» **Text excerpt**:
━━━━━━━━━━━━━━━━━━━━
Local honey • Apricot butter • Candied walnuts
Metropolitan Bakery breads
Terres de Fagayra Maury Blanc 2009
Cardamom-poached Three Springs Fruit Farm Peaches
Biddle Woods lavender ice cream
Gooseberries & blackberries
French Press Espresso
Saturday, July 14, 2014
What follows is a kind of home entertaining case study. I am not suggesting that you attempt to replicate this exact menu in your home. I have been doing this professionally and recreationally for more than forty years. But I do suggest that you use this as a model of planning ahead and spreading tasks over time so that you too can have at least one relaxed our before guests arrive.
Early Saturday Morning
It’s about ten hours until guests arrive. All is well. I began planning and preparation two full weeks in advance by planning the menu, scheduling my shopping and food preparation tasks. My very first task was pickling the beets that I bought two weeks ago from my friend, farmer Dave at his Z Food Farm stand in Rittenhouse Square. Z Food Farm is located in Lawrenceville, NJ. On my stroll through the market that Saturday, in addition to pink Chioggia and golden beets, I noted garlic scapes, squash blossoms, zucchini, eggplant, tomatoes, summer squash, early corn, the first apricots of the season, and beautiful scallops and tuna. So, my menu plan began with essentially a list of seasonal, locally-sourced ingredients. Since shopping in a farmer’s market is a pleasure, I looked forward to this morning’s trip to pick-up “day of” ingredients as well as flowers.
Why is it that it’s hot and sunny all week without quenching rain to water thirsty crops and on Saturday when farmers have a single day to sell the fruit and vegetables of their labors, it rains? Why in the wealthiest country in the history of civilization do 43 million people not have health insurance? These and other questions about life will be left to ponder. (Actually for more on the one about health insurance see the postscript at the end of this post.)
Suffice it to say that the best laid plans of spontaneity cooking oft go astray. No golden raspberries so I switch to blackberries. Renaissance Sausage’s stand re-emerged after a few weeks absence with no fennel-pork sausage. But the tuna is gorgeous, the scallops plump and the flowers spectacular.
Dave’s first crop of exotic cucumbers appeared today even though Dave did not. Dave left the stand to his mom and dad as he tended a fresh crop of field volunteers. That’s Dave’s stand and his mom and dad.
Late Saturday Morning
There are now about eight hours to guests. My primary tasks are to do the things I could not do days ahead — prepare the corn cakes, the cucumber relish, the squash blossoms, slice the scallops and the various herb leaves I plan to use to garnish courses. I also make a few made a few minor revisions to the menu.
━━━━━━━━━━━━━━━━━━━━
» **Stored data**:

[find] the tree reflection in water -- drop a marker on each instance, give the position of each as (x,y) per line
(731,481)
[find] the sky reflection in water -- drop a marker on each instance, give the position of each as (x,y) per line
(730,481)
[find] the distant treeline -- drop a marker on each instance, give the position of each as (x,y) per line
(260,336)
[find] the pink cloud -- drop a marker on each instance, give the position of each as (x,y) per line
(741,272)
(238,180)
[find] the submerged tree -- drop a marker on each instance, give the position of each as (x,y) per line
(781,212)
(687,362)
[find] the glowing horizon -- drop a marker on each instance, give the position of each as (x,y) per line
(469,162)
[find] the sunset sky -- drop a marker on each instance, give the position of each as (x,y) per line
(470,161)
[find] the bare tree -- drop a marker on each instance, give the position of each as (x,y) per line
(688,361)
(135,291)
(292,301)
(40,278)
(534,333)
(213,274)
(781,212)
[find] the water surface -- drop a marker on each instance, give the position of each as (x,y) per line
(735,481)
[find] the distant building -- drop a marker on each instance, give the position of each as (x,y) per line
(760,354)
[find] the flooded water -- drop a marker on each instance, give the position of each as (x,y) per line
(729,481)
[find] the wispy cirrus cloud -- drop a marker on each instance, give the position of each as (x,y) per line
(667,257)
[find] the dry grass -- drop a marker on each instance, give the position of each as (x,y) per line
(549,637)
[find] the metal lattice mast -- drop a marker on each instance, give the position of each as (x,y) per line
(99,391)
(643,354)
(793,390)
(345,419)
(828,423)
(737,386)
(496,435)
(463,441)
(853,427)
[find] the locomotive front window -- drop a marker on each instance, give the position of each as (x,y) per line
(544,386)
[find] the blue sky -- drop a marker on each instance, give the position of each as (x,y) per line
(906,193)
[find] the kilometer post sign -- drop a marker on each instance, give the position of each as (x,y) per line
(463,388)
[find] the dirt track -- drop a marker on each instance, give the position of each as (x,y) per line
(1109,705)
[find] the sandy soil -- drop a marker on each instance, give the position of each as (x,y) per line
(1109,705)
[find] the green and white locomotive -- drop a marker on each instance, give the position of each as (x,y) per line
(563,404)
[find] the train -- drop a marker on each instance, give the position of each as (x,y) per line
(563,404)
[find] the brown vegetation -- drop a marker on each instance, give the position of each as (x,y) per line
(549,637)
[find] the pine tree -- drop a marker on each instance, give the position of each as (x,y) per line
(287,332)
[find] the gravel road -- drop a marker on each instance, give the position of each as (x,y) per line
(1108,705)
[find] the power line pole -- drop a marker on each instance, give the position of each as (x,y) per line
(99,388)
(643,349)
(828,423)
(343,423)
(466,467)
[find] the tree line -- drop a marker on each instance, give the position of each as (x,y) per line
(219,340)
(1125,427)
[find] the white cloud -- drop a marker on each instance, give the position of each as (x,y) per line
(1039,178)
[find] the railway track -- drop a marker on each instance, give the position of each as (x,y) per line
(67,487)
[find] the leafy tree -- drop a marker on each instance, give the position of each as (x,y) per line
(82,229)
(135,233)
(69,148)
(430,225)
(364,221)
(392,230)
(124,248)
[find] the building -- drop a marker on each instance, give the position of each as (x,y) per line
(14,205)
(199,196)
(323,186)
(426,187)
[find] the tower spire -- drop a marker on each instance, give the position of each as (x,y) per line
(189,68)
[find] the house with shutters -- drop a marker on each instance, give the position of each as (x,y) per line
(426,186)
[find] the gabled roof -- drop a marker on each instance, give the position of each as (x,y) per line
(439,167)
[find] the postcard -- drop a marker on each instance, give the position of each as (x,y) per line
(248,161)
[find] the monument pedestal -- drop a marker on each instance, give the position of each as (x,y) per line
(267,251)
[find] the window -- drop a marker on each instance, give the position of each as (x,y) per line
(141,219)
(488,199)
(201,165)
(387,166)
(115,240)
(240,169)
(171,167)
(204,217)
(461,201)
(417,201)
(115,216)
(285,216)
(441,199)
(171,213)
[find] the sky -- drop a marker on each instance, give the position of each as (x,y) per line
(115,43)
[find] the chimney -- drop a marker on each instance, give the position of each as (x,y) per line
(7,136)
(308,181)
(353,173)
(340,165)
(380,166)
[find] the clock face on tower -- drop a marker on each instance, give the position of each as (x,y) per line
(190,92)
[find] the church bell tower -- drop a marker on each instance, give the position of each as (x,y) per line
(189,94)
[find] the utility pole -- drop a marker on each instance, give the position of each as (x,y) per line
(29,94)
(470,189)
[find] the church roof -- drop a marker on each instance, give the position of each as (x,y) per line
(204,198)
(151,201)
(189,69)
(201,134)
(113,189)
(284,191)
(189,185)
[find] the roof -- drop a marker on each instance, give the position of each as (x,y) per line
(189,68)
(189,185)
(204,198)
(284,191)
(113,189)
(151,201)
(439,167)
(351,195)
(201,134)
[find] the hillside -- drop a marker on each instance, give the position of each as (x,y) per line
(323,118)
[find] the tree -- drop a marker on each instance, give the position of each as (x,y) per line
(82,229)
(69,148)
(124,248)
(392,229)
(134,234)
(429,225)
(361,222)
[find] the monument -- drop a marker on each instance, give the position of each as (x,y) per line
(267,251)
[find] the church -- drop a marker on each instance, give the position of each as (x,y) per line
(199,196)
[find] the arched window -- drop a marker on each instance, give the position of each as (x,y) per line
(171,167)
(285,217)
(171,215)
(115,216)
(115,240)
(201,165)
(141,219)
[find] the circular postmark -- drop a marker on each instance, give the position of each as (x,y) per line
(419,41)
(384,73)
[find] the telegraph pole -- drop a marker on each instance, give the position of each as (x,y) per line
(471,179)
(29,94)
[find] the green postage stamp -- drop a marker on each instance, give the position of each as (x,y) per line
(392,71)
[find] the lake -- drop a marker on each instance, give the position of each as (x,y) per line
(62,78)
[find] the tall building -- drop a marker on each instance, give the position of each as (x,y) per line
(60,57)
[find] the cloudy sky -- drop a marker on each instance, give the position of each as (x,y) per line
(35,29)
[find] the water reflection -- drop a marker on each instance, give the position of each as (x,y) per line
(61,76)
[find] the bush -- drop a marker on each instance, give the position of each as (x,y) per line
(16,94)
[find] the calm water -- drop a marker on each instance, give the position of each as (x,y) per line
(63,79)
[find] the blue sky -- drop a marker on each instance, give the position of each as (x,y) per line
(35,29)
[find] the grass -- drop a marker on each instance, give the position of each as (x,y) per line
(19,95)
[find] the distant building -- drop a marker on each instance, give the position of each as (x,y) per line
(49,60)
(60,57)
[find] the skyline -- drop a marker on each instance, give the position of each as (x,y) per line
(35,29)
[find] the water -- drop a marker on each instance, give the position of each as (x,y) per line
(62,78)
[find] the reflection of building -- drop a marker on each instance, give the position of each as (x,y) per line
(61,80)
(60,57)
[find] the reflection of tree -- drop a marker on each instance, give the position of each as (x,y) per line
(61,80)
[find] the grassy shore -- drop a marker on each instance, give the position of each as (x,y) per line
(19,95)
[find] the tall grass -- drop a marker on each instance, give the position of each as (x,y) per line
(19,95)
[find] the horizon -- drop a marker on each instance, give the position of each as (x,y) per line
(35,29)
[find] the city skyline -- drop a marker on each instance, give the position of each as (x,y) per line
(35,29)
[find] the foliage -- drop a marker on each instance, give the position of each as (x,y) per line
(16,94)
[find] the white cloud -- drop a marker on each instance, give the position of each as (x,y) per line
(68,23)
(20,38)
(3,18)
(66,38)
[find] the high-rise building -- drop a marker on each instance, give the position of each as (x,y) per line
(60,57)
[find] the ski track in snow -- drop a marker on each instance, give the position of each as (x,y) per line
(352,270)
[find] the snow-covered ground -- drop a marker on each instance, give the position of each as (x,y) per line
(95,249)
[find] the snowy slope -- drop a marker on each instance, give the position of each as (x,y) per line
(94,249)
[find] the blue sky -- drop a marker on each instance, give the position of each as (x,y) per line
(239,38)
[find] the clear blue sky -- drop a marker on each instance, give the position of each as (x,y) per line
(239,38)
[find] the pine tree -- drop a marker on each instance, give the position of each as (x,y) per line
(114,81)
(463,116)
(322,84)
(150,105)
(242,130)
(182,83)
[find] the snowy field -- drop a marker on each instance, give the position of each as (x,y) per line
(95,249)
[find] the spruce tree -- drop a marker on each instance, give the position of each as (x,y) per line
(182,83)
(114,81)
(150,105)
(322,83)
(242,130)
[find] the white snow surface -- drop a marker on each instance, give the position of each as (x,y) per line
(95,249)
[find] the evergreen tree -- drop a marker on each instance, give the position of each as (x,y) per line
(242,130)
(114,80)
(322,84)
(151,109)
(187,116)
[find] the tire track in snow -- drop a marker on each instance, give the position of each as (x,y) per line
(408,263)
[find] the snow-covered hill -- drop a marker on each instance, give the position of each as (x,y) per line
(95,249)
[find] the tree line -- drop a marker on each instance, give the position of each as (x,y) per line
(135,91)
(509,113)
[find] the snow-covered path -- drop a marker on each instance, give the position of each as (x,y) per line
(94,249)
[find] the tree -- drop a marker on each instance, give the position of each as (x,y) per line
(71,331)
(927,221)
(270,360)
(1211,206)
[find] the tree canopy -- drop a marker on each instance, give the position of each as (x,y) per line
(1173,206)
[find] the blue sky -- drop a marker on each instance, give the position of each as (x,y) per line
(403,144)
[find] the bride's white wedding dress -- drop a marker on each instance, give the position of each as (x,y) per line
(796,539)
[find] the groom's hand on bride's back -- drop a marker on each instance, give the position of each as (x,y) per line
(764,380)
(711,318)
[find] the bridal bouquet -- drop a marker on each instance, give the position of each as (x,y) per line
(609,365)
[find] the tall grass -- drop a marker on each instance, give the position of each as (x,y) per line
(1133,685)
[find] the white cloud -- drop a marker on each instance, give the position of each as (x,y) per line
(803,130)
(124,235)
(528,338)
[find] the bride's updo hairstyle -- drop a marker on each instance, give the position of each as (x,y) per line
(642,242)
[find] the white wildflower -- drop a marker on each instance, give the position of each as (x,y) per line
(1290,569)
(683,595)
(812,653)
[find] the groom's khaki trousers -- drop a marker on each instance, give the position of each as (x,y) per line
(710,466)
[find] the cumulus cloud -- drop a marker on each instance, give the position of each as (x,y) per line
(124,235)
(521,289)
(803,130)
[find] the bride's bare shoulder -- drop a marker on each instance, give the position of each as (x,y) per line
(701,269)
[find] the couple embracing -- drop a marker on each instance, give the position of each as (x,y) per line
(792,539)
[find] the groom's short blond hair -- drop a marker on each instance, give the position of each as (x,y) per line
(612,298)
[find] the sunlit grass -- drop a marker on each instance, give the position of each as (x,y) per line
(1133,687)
━━━━━━━━━━━━━━━━━━━━
» **Requests**:
1 > Print the section of the dinner-preparation post from "Dave’s first crop" up to and including "to the menu.".
2 > Summarize the dinner-preparation post in three sentences.

» **Expected responses**:
1 >
Dave’s first crop of exotic cucumbers appeared today even though Dave did not. Dave left the stand to his mom and dad as he tended a fresh crop of field volunteers. That’s Dave’s stand and his mom and dad.
Late Saturday Morning
There are now about eight hours to guests. My primary tasks are to do the things I could not do days ahead — prepare the corn cakes, the cucumber relish, the squash blossoms, slice the scallops and the various herb leaves I plan to use to garnish courses. I also make a few made a few minor revisions to the menu.

2 > Planning began two weeks ahead with a menu built from seasonal, locally sourced ingredients, and the first task was pickling beets bought from farmer Dave's Z Food Farm stand. On the Saturday of the dinner, the market trip brought changes, such as blackberries in place of unavailable golden raspberries, but the tuna, scallops and flowers were excellent. With about eight hours to go, the remaining work was what could not be done days ahead, including the corn cakes, cucumber relish and squash blossoms and slicing the scallops and herb leaves for garnish.